• [GIVEN TASK]
Reproduce every one of the following records verbatim, character for character. Leave the pictures out of your output.

• [DATA FOR THIS TASK]
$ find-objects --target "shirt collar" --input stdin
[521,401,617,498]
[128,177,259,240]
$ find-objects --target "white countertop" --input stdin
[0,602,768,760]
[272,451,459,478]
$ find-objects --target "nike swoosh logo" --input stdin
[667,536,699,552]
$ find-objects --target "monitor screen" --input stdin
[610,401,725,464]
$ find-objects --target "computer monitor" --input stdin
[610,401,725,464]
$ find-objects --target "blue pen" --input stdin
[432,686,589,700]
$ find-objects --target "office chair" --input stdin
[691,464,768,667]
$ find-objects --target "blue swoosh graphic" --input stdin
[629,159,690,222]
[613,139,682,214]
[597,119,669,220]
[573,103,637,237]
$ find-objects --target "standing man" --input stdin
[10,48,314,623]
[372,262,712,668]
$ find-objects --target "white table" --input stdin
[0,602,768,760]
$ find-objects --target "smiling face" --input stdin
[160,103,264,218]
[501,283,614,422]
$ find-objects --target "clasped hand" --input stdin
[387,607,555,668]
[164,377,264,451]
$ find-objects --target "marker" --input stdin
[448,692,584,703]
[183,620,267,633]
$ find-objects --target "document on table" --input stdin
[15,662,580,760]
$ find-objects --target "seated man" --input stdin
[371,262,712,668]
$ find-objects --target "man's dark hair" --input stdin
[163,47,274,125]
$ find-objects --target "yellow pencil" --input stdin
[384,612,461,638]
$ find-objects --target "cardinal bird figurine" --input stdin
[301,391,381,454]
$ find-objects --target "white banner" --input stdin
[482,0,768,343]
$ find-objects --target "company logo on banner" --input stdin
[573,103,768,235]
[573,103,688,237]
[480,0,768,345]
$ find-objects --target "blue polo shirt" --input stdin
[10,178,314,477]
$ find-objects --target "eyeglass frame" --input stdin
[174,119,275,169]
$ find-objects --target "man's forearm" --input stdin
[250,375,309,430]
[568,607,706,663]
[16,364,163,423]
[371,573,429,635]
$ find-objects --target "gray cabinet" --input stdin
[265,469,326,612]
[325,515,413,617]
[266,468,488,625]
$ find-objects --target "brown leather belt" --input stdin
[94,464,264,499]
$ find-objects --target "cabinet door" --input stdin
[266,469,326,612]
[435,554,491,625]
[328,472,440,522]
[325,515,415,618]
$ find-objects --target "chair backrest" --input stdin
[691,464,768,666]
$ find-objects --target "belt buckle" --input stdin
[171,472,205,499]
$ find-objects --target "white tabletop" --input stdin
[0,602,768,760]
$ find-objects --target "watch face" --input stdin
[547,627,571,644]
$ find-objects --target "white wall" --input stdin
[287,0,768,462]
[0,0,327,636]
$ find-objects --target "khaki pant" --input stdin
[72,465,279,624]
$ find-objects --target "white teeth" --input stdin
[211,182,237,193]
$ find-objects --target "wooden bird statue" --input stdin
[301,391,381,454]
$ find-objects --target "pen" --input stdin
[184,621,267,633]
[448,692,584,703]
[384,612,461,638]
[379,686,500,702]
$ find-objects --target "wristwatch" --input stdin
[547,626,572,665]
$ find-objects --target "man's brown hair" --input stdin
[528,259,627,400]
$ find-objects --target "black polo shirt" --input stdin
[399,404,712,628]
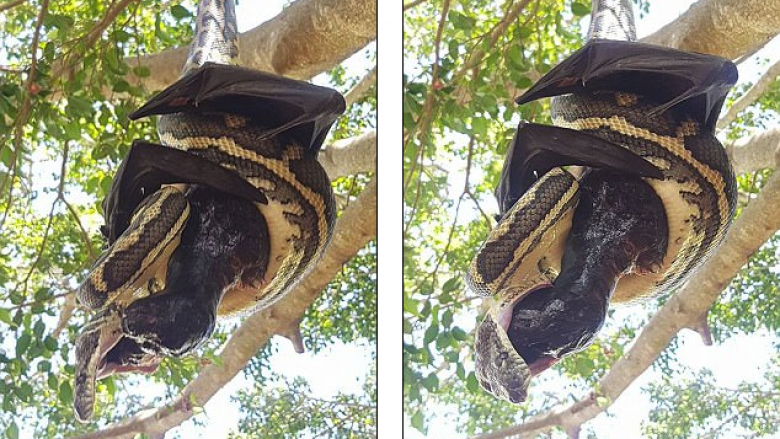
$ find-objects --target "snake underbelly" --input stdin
[551,92,736,302]
[158,113,335,315]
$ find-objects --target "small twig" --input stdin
[717,61,780,129]
[58,194,95,260]
[403,0,450,241]
[404,0,428,11]
[14,141,70,296]
[0,0,27,12]
[344,66,376,106]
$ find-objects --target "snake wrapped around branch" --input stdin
[74,0,345,421]
[466,0,737,403]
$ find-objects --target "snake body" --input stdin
[75,0,344,420]
[466,0,736,402]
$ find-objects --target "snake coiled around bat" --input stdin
[466,0,737,402]
[75,0,345,420]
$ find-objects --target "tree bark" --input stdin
[642,0,780,59]
[317,131,376,180]
[127,0,377,90]
[472,147,780,439]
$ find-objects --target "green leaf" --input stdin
[113,79,130,93]
[17,383,33,403]
[450,326,469,341]
[171,5,192,20]
[5,421,19,439]
[423,324,439,344]
[43,335,59,352]
[0,308,13,325]
[133,66,152,78]
[571,2,590,17]
[466,372,480,393]
[59,381,73,405]
[16,332,32,358]
[441,276,460,293]
[441,309,453,328]
[412,410,425,433]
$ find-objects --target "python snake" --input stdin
[466,0,736,403]
[74,0,345,421]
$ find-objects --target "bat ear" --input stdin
[496,122,663,215]
[103,141,268,244]
[517,39,738,129]
[130,63,346,154]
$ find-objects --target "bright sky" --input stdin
[405,0,780,439]
[172,0,376,439]
[22,0,376,439]
[16,0,376,439]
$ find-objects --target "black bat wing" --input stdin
[496,122,663,215]
[517,39,738,131]
[103,141,268,243]
[130,63,346,154]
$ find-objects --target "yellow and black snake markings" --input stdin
[551,92,736,302]
[77,187,190,309]
[466,168,578,295]
[159,114,335,314]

• [OUTPUT BELOW]
$ find-objects --target "shirt collar" --input stdin
[521,401,617,498]
[128,177,259,240]
$ find-objects --target "white countertop" --input stdin
[0,602,768,760]
[272,451,459,478]
$ find-objects --target "nike swoosh logo" --input stdin
[667,536,699,552]
$ find-objects --target "monitor screen" --input stdin
[610,401,725,464]
$ find-objects --target "computer monitor" --input stdin
[610,401,725,464]
$ find-objects --target "blue pen" --input stdin
[432,686,589,700]
$ find-objects --target "office chair" --input stdin
[691,464,768,667]
$ find-objects --target "blue swoosh graphic" --input stdin
[629,159,690,222]
[613,139,682,214]
[597,119,669,220]
[573,103,637,237]
$ find-objects --target "standing man" --input stdin
[10,48,314,623]
[372,262,712,668]
$ find-objects --target "white table" --input stdin
[0,602,768,760]
$ find-objects --target "smiling face" --input stdin
[160,103,264,218]
[501,283,614,422]
$ find-objects --target "clasped hand" --input stdin
[387,607,555,668]
[164,377,264,451]
$ find-objects --target "marker" --input stdin
[448,692,584,703]
[183,620,267,633]
$ find-objects --target "document on table" --input stdin
[15,662,580,760]
$ find-objects --target "seated man" --input stdin
[371,262,712,668]
$ find-objects --target "man's dark hair" --input stdin
[163,47,274,125]
$ find-objects --target "yellow pencil" --input stdin
[384,612,461,638]
$ find-objects --target "cardinal bird figurine" --input stdin
[301,391,381,454]
$ find-objects --target "white banner" --input stdin
[482,0,768,343]
$ find-objects --target "company logo on banner" --input stdin
[573,103,768,235]
[573,103,688,237]
[480,0,768,345]
$ find-objects --target "blue polo shirt" --input stdin
[10,178,314,477]
$ find-objects --target "eyeglass frame" --input stdin
[174,119,275,169]
$ find-objects --target "man's forearm" --input stdin
[250,375,309,430]
[568,607,706,663]
[16,364,163,423]
[371,573,429,635]
$ find-objects --target "gray cabinet" --input stdin
[265,469,326,612]
[325,515,413,617]
[266,468,488,625]
$ find-objects --target "brown leather belt" --input stdin
[94,464,264,499]
$ find-objects --target "cabinet door" --input stdin
[266,469,326,612]
[435,554,491,625]
[328,472,440,522]
[325,515,415,618]
$ find-objects --target "chair backrest" --input stdin
[691,464,768,666]
$ find-objects --target "belt buckle" --input stdin
[171,472,205,499]
$ find-objects --target "white tabletop" --input stdin
[0,602,768,760]
$ find-objects --target "watch face" --input stdin
[547,627,571,644]
$ find-objects --target "white wall" --input stdin
[287,0,768,462]
[0,0,327,636]
$ find-objects --target "khaki pant" --input stdin
[72,465,279,624]
$ find-objects --target "white teeth" --input stdin
[211,182,237,193]
$ find-objects --target "wooden bird statue" --input stdin
[301,391,381,454]
$ find-objects --target "pen" --input stdin
[184,621,267,633]
[448,692,584,703]
[384,612,461,638]
[379,686,500,702]
$ find-objects --target "wristwatch" --input stdin
[547,626,572,665]
$ find-objects --target "man's brown hair" --input stdin
[528,259,627,400]
$ find-objects --target "black polo shirt" --input stdin
[399,404,712,628]
$ find-objects --target "snake underbelly" --input stdin
[551,92,736,302]
[158,113,335,315]
$ find-objects --target "small twig" --input stdin
[717,61,780,129]
[58,194,95,260]
[403,0,450,241]
[404,0,428,11]
[14,141,70,296]
[0,0,27,12]
[344,66,376,106]
$ find-objects --target "snake wrapped around branch" --input stdin
[74,0,345,421]
[466,0,737,403]
$ find-objects --target "snake body" --input stdin
[75,0,344,420]
[466,0,736,402]
$ find-objects --target "snake coiled around bat" --input stdin
[466,0,737,402]
[75,0,345,420]
$ find-objects --target "tree bark" --input stdin
[642,0,780,59]
[317,131,376,180]
[127,0,377,90]
[472,147,780,439]
$ find-objects --target "green leaf" --input stdin
[113,79,130,93]
[17,383,33,403]
[450,326,469,341]
[171,5,192,20]
[5,421,19,439]
[423,324,439,344]
[43,335,59,352]
[0,308,13,325]
[133,66,152,78]
[571,2,590,17]
[466,372,480,393]
[59,381,73,405]
[16,332,32,358]
[441,276,460,293]
[441,309,453,328]
[412,410,425,433]
$ find-objects --target "python snake" --input stdin
[466,0,736,403]
[74,0,345,421]
$ find-objects --target "bat ear" --input stdin
[496,122,663,215]
[103,141,268,244]
[517,39,738,129]
[130,63,346,154]
$ find-objects --target "bright sky" --input stdin
[405,0,780,439]
[172,0,376,439]
[22,0,376,439]
[16,0,376,439]
$ find-objects --target "black bat wing" --input stdin
[496,122,663,215]
[517,39,738,131]
[103,141,268,243]
[130,63,346,154]
$ find-objects --target "yellow and black snake markings" --input stdin
[551,92,736,302]
[77,187,190,309]
[466,168,578,295]
[159,114,335,314]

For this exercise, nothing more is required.